## Brief:
The listing is to be duplicated in full, exactly as written.

## Task material:
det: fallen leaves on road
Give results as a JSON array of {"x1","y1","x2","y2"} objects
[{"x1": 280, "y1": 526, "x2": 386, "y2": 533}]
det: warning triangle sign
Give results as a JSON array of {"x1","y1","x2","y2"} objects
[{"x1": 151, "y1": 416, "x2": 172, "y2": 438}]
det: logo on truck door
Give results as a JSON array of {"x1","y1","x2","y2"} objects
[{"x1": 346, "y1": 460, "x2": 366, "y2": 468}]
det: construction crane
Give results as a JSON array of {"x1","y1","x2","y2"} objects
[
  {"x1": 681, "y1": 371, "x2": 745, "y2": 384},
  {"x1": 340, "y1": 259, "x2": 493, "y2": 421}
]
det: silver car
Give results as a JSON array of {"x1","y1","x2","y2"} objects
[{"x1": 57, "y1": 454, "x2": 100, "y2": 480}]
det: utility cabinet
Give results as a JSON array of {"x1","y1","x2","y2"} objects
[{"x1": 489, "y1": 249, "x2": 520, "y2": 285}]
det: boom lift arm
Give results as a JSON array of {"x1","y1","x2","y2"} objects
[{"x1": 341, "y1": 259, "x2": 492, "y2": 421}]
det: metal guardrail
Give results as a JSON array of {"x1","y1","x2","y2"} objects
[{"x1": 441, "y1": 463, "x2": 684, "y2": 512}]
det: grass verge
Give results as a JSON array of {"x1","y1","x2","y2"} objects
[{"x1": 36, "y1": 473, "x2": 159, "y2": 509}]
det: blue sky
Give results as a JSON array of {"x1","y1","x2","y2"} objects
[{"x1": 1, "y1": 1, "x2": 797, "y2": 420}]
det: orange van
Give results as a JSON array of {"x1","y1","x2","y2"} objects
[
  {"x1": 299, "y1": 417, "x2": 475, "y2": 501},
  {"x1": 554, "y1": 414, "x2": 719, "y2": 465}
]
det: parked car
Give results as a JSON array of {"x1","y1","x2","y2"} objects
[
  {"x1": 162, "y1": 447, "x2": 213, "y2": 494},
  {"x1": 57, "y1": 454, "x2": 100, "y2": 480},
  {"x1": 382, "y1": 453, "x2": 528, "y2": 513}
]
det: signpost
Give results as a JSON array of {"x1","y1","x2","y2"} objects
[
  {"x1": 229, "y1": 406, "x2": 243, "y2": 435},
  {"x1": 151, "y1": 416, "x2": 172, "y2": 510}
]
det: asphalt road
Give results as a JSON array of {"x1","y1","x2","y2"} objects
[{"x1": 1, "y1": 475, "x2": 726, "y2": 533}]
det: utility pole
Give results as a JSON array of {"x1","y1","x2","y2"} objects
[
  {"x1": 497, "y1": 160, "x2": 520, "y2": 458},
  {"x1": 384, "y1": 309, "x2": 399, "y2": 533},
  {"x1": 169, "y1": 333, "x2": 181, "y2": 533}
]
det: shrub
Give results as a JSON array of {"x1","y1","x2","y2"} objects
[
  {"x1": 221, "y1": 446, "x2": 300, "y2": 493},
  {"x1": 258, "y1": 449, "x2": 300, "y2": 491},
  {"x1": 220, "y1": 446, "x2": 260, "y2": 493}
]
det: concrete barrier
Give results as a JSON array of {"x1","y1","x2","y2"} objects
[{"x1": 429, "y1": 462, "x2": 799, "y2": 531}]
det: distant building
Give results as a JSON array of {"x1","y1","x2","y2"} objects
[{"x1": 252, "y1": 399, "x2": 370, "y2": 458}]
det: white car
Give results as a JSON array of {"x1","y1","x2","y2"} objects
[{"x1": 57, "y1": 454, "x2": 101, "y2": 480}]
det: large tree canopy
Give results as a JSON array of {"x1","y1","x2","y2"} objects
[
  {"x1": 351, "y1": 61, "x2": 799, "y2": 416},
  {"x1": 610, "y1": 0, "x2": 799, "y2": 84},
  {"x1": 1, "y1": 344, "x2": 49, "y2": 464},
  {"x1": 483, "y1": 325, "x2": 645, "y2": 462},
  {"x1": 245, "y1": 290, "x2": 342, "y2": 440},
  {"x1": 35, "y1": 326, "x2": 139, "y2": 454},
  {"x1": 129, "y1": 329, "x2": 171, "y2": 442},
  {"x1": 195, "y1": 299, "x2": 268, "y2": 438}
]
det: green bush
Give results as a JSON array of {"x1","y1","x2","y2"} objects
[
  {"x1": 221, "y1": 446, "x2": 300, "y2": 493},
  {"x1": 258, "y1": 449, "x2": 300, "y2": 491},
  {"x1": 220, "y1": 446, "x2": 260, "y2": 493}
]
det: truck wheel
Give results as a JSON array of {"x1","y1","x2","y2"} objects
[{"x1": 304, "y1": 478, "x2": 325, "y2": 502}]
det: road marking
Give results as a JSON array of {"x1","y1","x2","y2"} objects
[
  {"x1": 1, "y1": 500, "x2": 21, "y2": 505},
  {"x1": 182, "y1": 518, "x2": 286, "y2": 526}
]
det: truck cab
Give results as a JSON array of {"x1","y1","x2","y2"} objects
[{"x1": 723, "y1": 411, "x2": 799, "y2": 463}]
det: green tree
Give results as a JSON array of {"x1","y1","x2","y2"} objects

## Your solution:
det: fallen leaves on road
Give results as a JSON array of {"x1","y1","x2","y2"} objects
[{"x1": 280, "y1": 526, "x2": 386, "y2": 533}]
det: warning triangle sign
Give results as a JSON array of {"x1","y1","x2","y2"} objects
[{"x1": 151, "y1": 416, "x2": 172, "y2": 438}]
det: logo on truck door
Give results as a JSON array of {"x1","y1","x2","y2"} objects
[{"x1": 346, "y1": 460, "x2": 366, "y2": 468}]
det: construction crane
Give results as a JSON array of {"x1","y1","x2","y2"} objects
[
  {"x1": 681, "y1": 371, "x2": 745, "y2": 384},
  {"x1": 340, "y1": 259, "x2": 493, "y2": 421}
]
det: silver car
Give results as a JSON array of {"x1","y1","x2","y2"} objects
[{"x1": 57, "y1": 454, "x2": 100, "y2": 480}]
det: utility cabinet
Give results as a JSON array of {"x1","y1","x2","y2"} objects
[{"x1": 489, "y1": 249, "x2": 520, "y2": 285}]
det: boom lift arm
Give results as a JSON array of {"x1","y1","x2","y2"} objects
[{"x1": 341, "y1": 259, "x2": 492, "y2": 421}]
det: metal guardrail
Give results as a JSON array of {"x1","y1","x2","y2"} objects
[{"x1": 441, "y1": 463, "x2": 684, "y2": 512}]
det: grass verge
Give results as a JSON array of {"x1","y1","x2","y2"} objects
[{"x1": 36, "y1": 473, "x2": 159, "y2": 509}]
det: blue sky
Give results as a JSON array of {"x1","y1","x2","y2"} objects
[{"x1": 1, "y1": 1, "x2": 797, "y2": 420}]
det: orange van
Give results as a JSON array of {"x1","y1","x2","y2"} objects
[
  {"x1": 299, "y1": 417, "x2": 475, "y2": 501},
  {"x1": 554, "y1": 414, "x2": 719, "y2": 465}
]
det: parked car
Give results as a JSON array of {"x1","y1","x2","y2"} objects
[
  {"x1": 162, "y1": 447, "x2": 213, "y2": 494},
  {"x1": 57, "y1": 454, "x2": 100, "y2": 480},
  {"x1": 382, "y1": 453, "x2": 528, "y2": 513}
]
det: signpost
Give results as a JSON array of {"x1","y1","x2","y2"} objects
[
  {"x1": 229, "y1": 406, "x2": 243, "y2": 435},
  {"x1": 151, "y1": 416, "x2": 172, "y2": 510}
]
det: asphalt road
Give results as a JSON array of {"x1","y1","x2","y2"} objects
[{"x1": 1, "y1": 475, "x2": 726, "y2": 533}]
det: utility pole
Give results as a JSON array of {"x1","y1","x2","y2"} objects
[
  {"x1": 497, "y1": 160, "x2": 520, "y2": 458},
  {"x1": 384, "y1": 309, "x2": 399, "y2": 533},
  {"x1": 169, "y1": 333, "x2": 181, "y2": 533}
]
det: shrub
Give results as a JSON array of {"x1","y1","x2","y2"} objects
[
  {"x1": 221, "y1": 446, "x2": 300, "y2": 493},
  {"x1": 258, "y1": 449, "x2": 300, "y2": 491},
  {"x1": 220, "y1": 446, "x2": 260, "y2": 493}
]
det: concrete barrier
Give results as a JSON array of {"x1","y1","x2","y2"} objects
[{"x1": 429, "y1": 462, "x2": 799, "y2": 531}]
det: distant building
Give results as a JSON array of {"x1","y1","x2","y2"} objects
[{"x1": 252, "y1": 399, "x2": 370, "y2": 458}]
det: white car
Give results as a JSON array of {"x1","y1","x2","y2"} objects
[{"x1": 57, "y1": 454, "x2": 101, "y2": 480}]
det: large tree canopy
Give results as a JSON array of {"x1","y1","x2","y2"} objects
[
  {"x1": 351, "y1": 61, "x2": 799, "y2": 416},
  {"x1": 610, "y1": 0, "x2": 799, "y2": 84},
  {"x1": 1, "y1": 344, "x2": 49, "y2": 464},
  {"x1": 483, "y1": 325, "x2": 645, "y2": 462},
  {"x1": 245, "y1": 290, "x2": 342, "y2": 440},
  {"x1": 35, "y1": 326, "x2": 139, "y2": 454},
  {"x1": 129, "y1": 329, "x2": 171, "y2": 442},
  {"x1": 195, "y1": 299, "x2": 268, "y2": 438}
]
det: green bush
Give results as a JSON array of {"x1","y1","x2","y2"} objects
[
  {"x1": 221, "y1": 446, "x2": 300, "y2": 493},
  {"x1": 258, "y1": 449, "x2": 300, "y2": 491},
  {"x1": 220, "y1": 446, "x2": 260, "y2": 493}
]
det: truck wheel
Give results as a JSON array of {"x1","y1","x2","y2"} objects
[{"x1": 304, "y1": 478, "x2": 325, "y2": 502}]
det: road marking
Give results as a JSON array of {"x1","y1","x2","y2"} objects
[
  {"x1": 1, "y1": 500, "x2": 21, "y2": 505},
  {"x1": 182, "y1": 518, "x2": 286, "y2": 526}
]
det: truck cab
Give results as a JSON array of {"x1","y1","x2","y2"} objects
[{"x1": 723, "y1": 411, "x2": 799, "y2": 463}]
det: green tree
Give results as a JSON array of {"x1","y1","x2","y2"} objects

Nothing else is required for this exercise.